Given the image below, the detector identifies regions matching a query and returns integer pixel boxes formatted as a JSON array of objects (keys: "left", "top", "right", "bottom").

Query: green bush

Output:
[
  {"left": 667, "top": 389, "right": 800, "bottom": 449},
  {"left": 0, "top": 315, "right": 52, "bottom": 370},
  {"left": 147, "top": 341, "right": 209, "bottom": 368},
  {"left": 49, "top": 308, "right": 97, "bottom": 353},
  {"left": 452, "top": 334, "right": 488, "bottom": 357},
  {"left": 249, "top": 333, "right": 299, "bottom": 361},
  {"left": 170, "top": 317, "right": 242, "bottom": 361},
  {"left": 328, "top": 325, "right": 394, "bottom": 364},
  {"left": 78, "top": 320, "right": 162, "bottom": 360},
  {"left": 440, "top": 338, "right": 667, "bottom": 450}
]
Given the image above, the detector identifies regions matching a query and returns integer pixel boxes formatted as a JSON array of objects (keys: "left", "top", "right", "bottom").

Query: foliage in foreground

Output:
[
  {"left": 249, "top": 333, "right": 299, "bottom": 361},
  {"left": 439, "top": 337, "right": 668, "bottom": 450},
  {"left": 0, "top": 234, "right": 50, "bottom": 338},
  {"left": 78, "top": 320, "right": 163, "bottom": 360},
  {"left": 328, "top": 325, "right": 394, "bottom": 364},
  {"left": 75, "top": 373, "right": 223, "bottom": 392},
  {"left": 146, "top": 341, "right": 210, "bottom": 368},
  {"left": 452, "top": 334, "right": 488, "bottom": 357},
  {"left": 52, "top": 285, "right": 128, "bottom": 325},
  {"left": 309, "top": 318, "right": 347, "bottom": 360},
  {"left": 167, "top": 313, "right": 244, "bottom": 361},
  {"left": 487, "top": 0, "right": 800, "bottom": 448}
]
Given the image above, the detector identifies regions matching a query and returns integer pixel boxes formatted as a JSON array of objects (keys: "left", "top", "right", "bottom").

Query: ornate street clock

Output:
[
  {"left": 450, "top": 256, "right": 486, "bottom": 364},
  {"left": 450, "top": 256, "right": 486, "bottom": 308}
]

Short task:
Please retype all of the records above word for word, keeping every line, number and bracket unchanged.

Response below:
Given the image below, the detector identifies regions matching a query and returns integer pixel boxes formatted as a JSON array of objects (keys: "left", "top", "right", "bottom").

Query: green bush

Output:
[
  {"left": 667, "top": 389, "right": 800, "bottom": 449},
  {"left": 0, "top": 315, "right": 52, "bottom": 370},
  {"left": 147, "top": 341, "right": 209, "bottom": 368},
  {"left": 49, "top": 308, "right": 97, "bottom": 353},
  {"left": 452, "top": 334, "right": 488, "bottom": 357},
  {"left": 249, "top": 333, "right": 299, "bottom": 361},
  {"left": 170, "top": 317, "right": 242, "bottom": 361},
  {"left": 328, "top": 325, "right": 394, "bottom": 364},
  {"left": 78, "top": 320, "right": 162, "bottom": 360},
  {"left": 440, "top": 338, "right": 667, "bottom": 450}
]
Given the image above, the detector identifies regions matching a query and returns integer pixel boxes formatted as a JSON array of objects (keys: "left", "top", "right", "bottom").

Query: foliage in foreground

Output:
[
  {"left": 249, "top": 333, "right": 299, "bottom": 361},
  {"left": 439, "top": 337, "right": 668, "bottom": 450},
  {"left": 0, "top": 234, "right": 50, "bottom": 338},
  {"left": 78, "top": 320, "right": 163, "bottom": 360},
  {"left": 328, "top": 325, "right": 394, "bottom": 364},
  {"left": 75, "top": 373, "right": 223, "bottom": 392},
  {"left": 146, "top": 341, "right": 210, "bottom": 368},
  {"left": 452, "top": 334, "right": 488, "bottom": 357},
  {"left": 52, "top": 285, "right": 128, "bottom": 325},
  {"left": 309, "top": 318, "right": 347, "bottom": 360},
  {"left": 167, "top": 313, "right": 244, "bottom": 361},
  {"left": 487, "top": 0, "right": 800, "bottom": 448}
]
Given the image above, the detector identifies regions matching a query and returns integer pixel boxes formatted as a JSON array of objects (keys: "left", "top", "right", "bottom").

Query: ornate street clock

Output:
[
  {"left": 450, "top": 256, "right": 486, "bottom": 364},
  {"left": 450, "top": 256, "right": 486, "bottom": 308}
]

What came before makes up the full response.